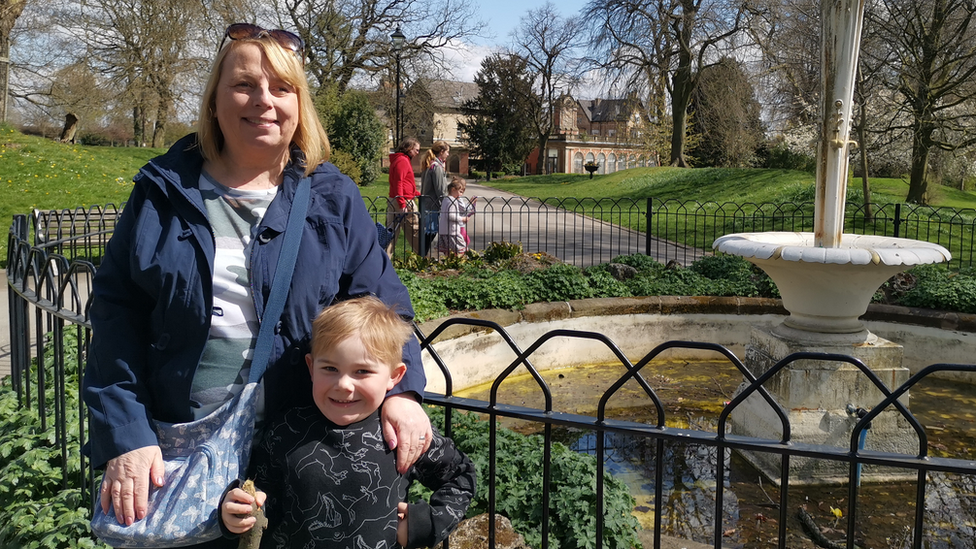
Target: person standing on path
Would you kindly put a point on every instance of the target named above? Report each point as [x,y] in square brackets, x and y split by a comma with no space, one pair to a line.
[433,188]
[401,206]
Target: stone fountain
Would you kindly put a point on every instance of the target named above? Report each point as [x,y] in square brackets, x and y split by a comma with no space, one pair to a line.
[827,279]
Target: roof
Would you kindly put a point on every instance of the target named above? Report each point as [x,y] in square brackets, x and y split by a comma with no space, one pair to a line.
[448,94]
[605,110]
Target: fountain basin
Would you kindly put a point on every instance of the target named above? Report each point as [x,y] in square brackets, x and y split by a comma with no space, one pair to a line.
[827,290]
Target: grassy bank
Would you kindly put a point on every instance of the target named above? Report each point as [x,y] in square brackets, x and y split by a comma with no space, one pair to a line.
[40,173]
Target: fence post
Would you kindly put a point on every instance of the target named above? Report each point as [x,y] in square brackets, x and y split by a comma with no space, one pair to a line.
[897,219]
[647,227]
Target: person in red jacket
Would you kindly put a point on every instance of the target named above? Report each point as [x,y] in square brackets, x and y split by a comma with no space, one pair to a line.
[401,210]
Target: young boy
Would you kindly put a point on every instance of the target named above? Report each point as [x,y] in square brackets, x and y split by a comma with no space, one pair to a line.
[329,478]
[455,212]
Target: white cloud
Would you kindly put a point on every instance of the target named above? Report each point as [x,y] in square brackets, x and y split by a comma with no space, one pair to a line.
[464,59]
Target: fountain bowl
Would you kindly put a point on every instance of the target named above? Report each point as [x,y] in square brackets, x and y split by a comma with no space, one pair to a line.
[826,290]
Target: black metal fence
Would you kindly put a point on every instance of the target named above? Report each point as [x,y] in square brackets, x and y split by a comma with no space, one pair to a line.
[48,310]
[588,231]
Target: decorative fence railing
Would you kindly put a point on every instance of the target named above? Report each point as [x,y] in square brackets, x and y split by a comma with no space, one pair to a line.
[48,311]
[587,231]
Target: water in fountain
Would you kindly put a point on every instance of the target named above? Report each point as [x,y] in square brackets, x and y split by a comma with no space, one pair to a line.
[694,393]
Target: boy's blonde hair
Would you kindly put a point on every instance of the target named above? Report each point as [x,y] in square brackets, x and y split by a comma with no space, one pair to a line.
[382,331]
[457,182]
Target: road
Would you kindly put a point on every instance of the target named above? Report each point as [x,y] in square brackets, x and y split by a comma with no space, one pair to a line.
[504,217]
[574,238]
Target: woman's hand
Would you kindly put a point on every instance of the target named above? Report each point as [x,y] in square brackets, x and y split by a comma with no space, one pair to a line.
[237,510]
[406,428]
[126,483]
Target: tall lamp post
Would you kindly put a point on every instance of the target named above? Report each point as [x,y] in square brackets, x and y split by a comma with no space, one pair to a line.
[398,39]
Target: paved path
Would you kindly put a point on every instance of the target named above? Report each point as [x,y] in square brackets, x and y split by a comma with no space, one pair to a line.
[502,216]
[574,238]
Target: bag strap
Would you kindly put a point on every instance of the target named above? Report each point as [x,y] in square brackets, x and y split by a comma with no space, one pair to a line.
[282,281]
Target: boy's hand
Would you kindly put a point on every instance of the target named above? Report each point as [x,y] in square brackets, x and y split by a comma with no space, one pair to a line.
[236,509]
[402,524]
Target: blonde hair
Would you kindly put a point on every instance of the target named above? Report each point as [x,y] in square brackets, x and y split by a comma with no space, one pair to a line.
[310,136]
[457,182]
[382,331]
[433,151]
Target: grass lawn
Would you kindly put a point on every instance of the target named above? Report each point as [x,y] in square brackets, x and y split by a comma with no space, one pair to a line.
[40,173]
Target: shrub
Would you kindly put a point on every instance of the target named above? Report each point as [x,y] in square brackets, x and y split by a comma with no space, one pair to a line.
[780,156]
[36,509]
[500,251]
[559,282]
[640,262]
[603,284]
[347,165]
[731,275]
[428,301]
[518,483]
[937,288]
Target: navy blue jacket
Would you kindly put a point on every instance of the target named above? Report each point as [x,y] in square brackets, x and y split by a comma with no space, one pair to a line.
[153,296]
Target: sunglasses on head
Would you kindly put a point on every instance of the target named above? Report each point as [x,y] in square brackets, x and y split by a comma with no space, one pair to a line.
[285,39]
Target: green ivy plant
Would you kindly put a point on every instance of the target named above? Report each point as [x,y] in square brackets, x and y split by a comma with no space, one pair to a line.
[518,487]
[36,509]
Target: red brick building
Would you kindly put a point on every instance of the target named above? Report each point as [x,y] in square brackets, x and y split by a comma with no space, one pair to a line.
[605,131]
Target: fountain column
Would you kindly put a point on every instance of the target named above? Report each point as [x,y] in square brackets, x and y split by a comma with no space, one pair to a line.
[826,279]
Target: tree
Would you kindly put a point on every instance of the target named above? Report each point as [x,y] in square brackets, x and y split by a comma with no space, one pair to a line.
[10,10]
[496,130]
[932,69]
[651,42]
[144,47]
[346,38]
[787,33]
[353,128]
[545,39]
[727,116]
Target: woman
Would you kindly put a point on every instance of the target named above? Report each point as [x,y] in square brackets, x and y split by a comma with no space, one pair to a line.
[401,208]
[173,314]
[433,188]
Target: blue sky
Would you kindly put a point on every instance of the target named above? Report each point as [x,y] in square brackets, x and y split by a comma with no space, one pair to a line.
[502,16]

───

> Aim
Please set down the whole listing above word for word, leaving out the pictures.

> Written answer
Target: person standing on path
Would you kindly put a point on every instance of the target named above? Report each point as [x,y] in square brackets, x and y split by a comma with no space, one pair to a line.
[433,188]
[401,206]
Target: stone fountain
Would you kindly put a point on every instance of the target named above? Report each point as [x,y] in square brackets, x and y split by a comma with no space, one pair to a line.
[827,279]
Target: roof
Would you kindly put a point on every instance of the target named above? Report each point as [x,y] in square brackets, x and y split by a comma with no space, one pair to a line.
[448,94]
[605,110]
Target: fountain basin
Would you kindly put a point on every instance of the target named above? Report each point as [x,y] in square brackets, x and y split by a comma with no space, one pair to a line.
[827,290]
Target: grassy bank
Would you kindly put a point on every instance of the target named above? Report each point as [x,y] in square brackets, x and y split by a comma with no space, one pair to a line.
[40,173]
Target: fence post
Would you kindly put a point on every instance of the target named above? Report each point as [x,y] in square brackets, x and y split by a comma with no space, one pair to a line.
[897,219]
[647,227]
Target: person in red jacket
Would you kindly put a point on every instance of the target named above? Report each point as [x,y] in square brackets, x and y split by a comma with no space, one pair to a line.
[401,210]
Target: young boy
Would you kindly put a point on every instance of the target named above? Report each point as [x,y] in square brackets, x and y split by a comma with no space, one pair to a line.
[329,478]
[455,212]
Target: white cloud
Would you kindly put a point on every instance of the target named above? Report each point as [x,y] in square brackets, x and y split by a comma with no space, one pair to a line.
[464,59]
Target: fountain bowl
Would you kindly put a point on every instance of the target named above? Report each point as [x,y] in square brackets, x and y split by a comma with no space, one pair to a line.
[826,290]
Target: black metal fence
Would you kindly put a point on every instance of the target named above? Report each point as [x,y] in square brackets, x and y split by a comma with no space, one pair to a line.
[48,310]
[588,231]
Target: decorative fence railing
Would you kindly put a point on every instance of the target named above? Report each point as [x,y] in square brackets, x and y split by a comma with no space, one pair to a line.
[48,311]
[587,231]
Target: water in fountain
Would you kindly put a point on every instance of the target named above? Report each point as [x,y] in square brackets, x and y split by a comma with no space, one pair to a line.
[694,393]
Target: boy's blonde hair
Would you kindly put a point on every instance of the target named above? Report each point as [x,y] in square brackets, x and y split by a comma with no space, one pair to a line.
[382,331]
[457,182]
Target: road
Would you kindly put a point on every instance of the target named above? Report each point as [x,y] in square brackets, x and y split by a comma with no space, one pair to a line.
[504,217]
[574,238]
Target: woman's hand
Would you kindly put a point on every instance of the target named above? Report each point as [x,y] in square brackets, x and y split by a comma with no space, one pair to a line.
[237,510]
[406,428]
[126,483]
Target: tall lamp post
Would you kindly put a point on every instance of the target named above? Report each point as [x,y] in square brackets, x and y split by a comma with no space, one pair to a line.
[398,39]
Target: paved path
Would you kindly put a point on every instance of the target named above? Report each point as [x,y] in square brackets, x and y split by a comma with no space, one pair to a line.
[502,216]
[574,238]
Target: bag strap
Would you kindly put a point on every instance of the target named above? Report each point as [x,y] in square brackets, x and y split by a comma with no space, one pair to a line.
[282,281]
Target: boy's hand
Would you kindly put a point on every instance of the target named above? Report each point as [x,y] in square brackets, x and y split by a comma with no space, one pair to a line.
[236,509]
[402,524]
Target: blonde hair
Would you kindly put a point on every instance of the target named above? Report each point as [x,y] in square brackets, x and y split by a comma with no space, one pair to a line.
[310,136]
[457,182]
[382,331]
[433,151]
Target: grass lawn
Would you kindly put a point on every instance of the target named above? Report each point as [x,y] in square brackets, x and y split by a comma with no space, one pair to a line.
[40,173]
Target: shrub
Would you kindly put a point on every instance of the target named above? Report each point as [x,y] in square brackets, x and y split by a comma with no space, one pair to a line.
[780,156]
[36,509]
[500,251]
[559,282]
[640,262]
[603,284]
[347,165]
[731,275]
[428,301]
[518,483]
[937,288]
Target: navy blue jacket
Would you kindly put a point on every instance of the target named above? Report each point as [x,y] in square brackets, x and y split by a comma with no space, one pair to a line.
[153,296]
Target: sunglasses on head
Would you kindly put a point on every instance of the target named above? Report each point as [x,y] in square brackets, x and y split by a comma with no space, one pair to a line.
[285,39]
Target: green ivy plant
Would you kindly put a point on every instance of the target named above? Report each point as [x,y] in square brackets, x and y split by a comma with no space, one pair to a line.
[518,487]
[36,509]
Target: red brick building
Would you kindly put a point on every instance of the target named above? Report each point as [x,y] in square brackets, x and y split by a comma with no space, one pair to a line.
[605,131]
Target: fountain column
Would you kindly put a point on every instance of the target named above? Report each point as [x,y] in square brackets, x and y split by a comma with no space, one pair to a line.
[826,279]
Target: tree
Would you kindly put a point on every instance of the target named above? Report each point as [x,y] in square brackets, x and y split by a comma with no space, one pair to a line.
[10,10]
[496,130]
[932,69]
[651,42]
[144,47]
[346,38]
[787,33]
[353,128]
[545,39]
[727,116]
Target: woman
Would you kindly put a point on every instance of the target named above? Report each point as [x,y] in square brackets, x and y split by a comma with no space, one pair to a line.
[401,208]
[173,314]
[433,188]
Target: blue sky
Would you kindly put a point on every instance of the target named above? Report each point as [x,y] in square brackets, x and y split by a comma with no space, one pair to a line.
[502,16]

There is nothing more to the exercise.